• _Short task_:
Write out the lines from the line containing "the basketball with one point per instance." through the final line of the listing below, exactly, omitting every other line.

[Object point labels]
╔══
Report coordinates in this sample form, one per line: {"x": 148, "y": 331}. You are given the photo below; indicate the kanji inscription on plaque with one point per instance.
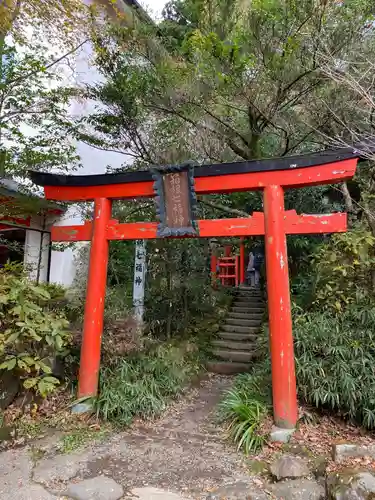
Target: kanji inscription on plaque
{"x": 176, "y": 200}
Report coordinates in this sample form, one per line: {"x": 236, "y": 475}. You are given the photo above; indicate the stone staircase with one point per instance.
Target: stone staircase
{"x": 234, "y": 347}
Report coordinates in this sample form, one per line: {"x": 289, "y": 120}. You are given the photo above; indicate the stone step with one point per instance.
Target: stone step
{"x": 254, "y": 310}
{"x": 238, "y": 356}
{"x": 245, "y": 314}
{"x": 238, "y": 336}
{"x": 227, "y": 367}
{"x": 243, "y": 322}
{"x": 234, "y": 346}
{"x": 241, "y": 298}
{"x": 250, "y": 303}
{"x": 249, "y": 293}
{"x": 240, "y": 329}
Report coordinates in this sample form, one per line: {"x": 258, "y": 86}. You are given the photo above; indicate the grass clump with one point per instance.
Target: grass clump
{"x": 141, "y": 385}
{"x": 244, "y": 407}
{"x": 80, "y": 437}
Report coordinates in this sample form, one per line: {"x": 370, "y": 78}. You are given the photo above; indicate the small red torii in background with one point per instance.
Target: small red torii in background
{"x": 271, "y": 176}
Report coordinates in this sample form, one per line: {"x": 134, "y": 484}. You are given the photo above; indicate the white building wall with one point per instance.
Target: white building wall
{"x": 94, "y": 161}
{"x": 36, "y": 254}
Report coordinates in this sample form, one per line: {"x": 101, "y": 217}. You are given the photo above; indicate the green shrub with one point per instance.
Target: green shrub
{"x": 335, "y": 359}
{"x": 342, "y": 269}
{"x": 244, "y": 407}
{"x": 30, "y": 335}
{"x": 141, "y": 385}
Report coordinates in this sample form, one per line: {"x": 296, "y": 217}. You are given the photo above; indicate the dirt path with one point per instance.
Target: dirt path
{"x": 184, "y": 452}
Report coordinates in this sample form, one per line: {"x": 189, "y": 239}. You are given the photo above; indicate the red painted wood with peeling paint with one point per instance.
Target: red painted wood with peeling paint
{"x": 94, "y": 307}
{"x": 242, "y": 262}
{"x": 252, "y": 226}
{"x": 280, "y": 320}
{"x": 323, "y": 174}
{"x": 213, "y": 270}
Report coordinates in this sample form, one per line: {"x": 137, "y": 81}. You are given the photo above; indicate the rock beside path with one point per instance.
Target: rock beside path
{"x": 351, "y": 485}
{"x": 289, "y": 466}
{"x": 96, "y": 488}
{"x": 153, "y": 494}
{"x": 342, "y": 451}
{"x": 298, "y": 489}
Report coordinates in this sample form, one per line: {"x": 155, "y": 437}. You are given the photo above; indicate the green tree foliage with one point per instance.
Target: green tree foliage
{"x": 240, "y": 82}
{"x": 33, "y": 112}
{"x": 141, "y": 386}
{"x": 335, "y": 356}
{"x": 30, "y": 334}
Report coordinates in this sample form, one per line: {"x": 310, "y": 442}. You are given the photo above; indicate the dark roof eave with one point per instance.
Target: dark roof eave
{"x": 252, "y": 166}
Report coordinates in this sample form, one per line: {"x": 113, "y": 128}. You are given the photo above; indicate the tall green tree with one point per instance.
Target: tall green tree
{"x": 239, "y": 81}
{"x": 33, "y": 112}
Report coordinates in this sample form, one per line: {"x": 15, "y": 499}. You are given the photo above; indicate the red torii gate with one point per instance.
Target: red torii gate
{"x": 271, "y": 176}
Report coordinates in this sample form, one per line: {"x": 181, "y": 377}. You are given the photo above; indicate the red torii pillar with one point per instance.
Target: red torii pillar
{"x": 276, "y": 223}
{"x": 242, "y": 261}
{"x": 280, "y": 318}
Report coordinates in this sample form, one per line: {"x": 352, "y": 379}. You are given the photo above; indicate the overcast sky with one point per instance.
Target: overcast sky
{"x": 153, "y": 7}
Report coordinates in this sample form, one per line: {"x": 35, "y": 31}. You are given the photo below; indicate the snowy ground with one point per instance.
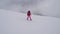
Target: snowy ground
{"x": 16, "y": 23}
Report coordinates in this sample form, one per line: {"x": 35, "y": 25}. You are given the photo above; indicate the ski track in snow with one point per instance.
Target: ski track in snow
{"x": 16, "y": 23}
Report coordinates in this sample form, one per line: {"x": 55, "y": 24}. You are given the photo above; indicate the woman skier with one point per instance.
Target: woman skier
{"x": 29, "y": 15}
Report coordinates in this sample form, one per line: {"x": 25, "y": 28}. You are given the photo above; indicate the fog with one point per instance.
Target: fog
{"x": 37, "y": 7}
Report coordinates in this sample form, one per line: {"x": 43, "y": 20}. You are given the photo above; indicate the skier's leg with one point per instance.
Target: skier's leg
{"x": 27, "y": 18}
{"x": 30, "y": 18}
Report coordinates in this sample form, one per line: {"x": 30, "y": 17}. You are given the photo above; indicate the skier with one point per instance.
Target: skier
{"x": 29, "y": 15}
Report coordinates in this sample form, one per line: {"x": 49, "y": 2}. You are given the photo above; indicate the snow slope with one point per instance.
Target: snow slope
{"x": 16, "y": 23}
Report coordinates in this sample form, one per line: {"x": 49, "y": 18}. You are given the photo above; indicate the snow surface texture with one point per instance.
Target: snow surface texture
{"x": 37, "y": 7}
{"x": 16, "y": 23}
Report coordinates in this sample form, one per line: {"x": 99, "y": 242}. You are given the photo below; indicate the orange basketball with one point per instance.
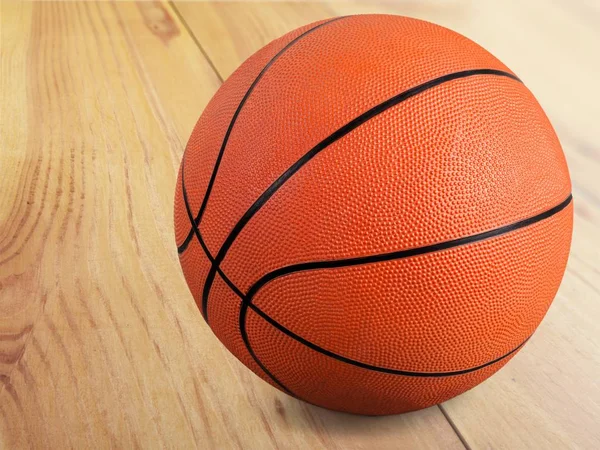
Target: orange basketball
{"x": 373, "y": 214}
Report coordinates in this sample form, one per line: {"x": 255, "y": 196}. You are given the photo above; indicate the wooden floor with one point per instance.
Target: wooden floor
{"x": 101, "y": 344}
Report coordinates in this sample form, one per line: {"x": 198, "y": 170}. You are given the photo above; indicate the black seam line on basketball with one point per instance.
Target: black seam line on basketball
{"x": 230, "y": 284}
{"x": 213, "y": 176}
{"x": 338, "y": 134}
{"x": 247, "y": 300}
{"x": 363, "y": 365}
{"x": 401, "y": 254}
{"x": 196, "y": 230}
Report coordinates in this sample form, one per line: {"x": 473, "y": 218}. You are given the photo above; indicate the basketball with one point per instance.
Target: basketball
{"x": 373, "y": 214}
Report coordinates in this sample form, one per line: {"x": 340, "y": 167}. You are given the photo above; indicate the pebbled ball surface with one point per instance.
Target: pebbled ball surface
{"x": 458, "y": 158}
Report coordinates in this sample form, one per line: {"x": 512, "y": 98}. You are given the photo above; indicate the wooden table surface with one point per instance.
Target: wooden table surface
╚══
• _Solution for this problem_:
Report coordinates in this sample form, one per line: {"x": 473, "y": 218}. You are given the photo above; indicate the basketball with one point per instance.
Target: basketball
{"x": 373, "y": 214}
Report coordinates in this sample form, one per line: {"x": 340, "y": 167}. You are given the photo above; indicate the pebbled ball surface with one point per instance.
Target: pebbled ball surface
{"x": 458, "y": 158}
Report coordinates in this sample form, one per line: {"x": 512, "y": 98}. You are given the photo above; indicate the wooden table surface with one point per instance.
Target: wooden table surface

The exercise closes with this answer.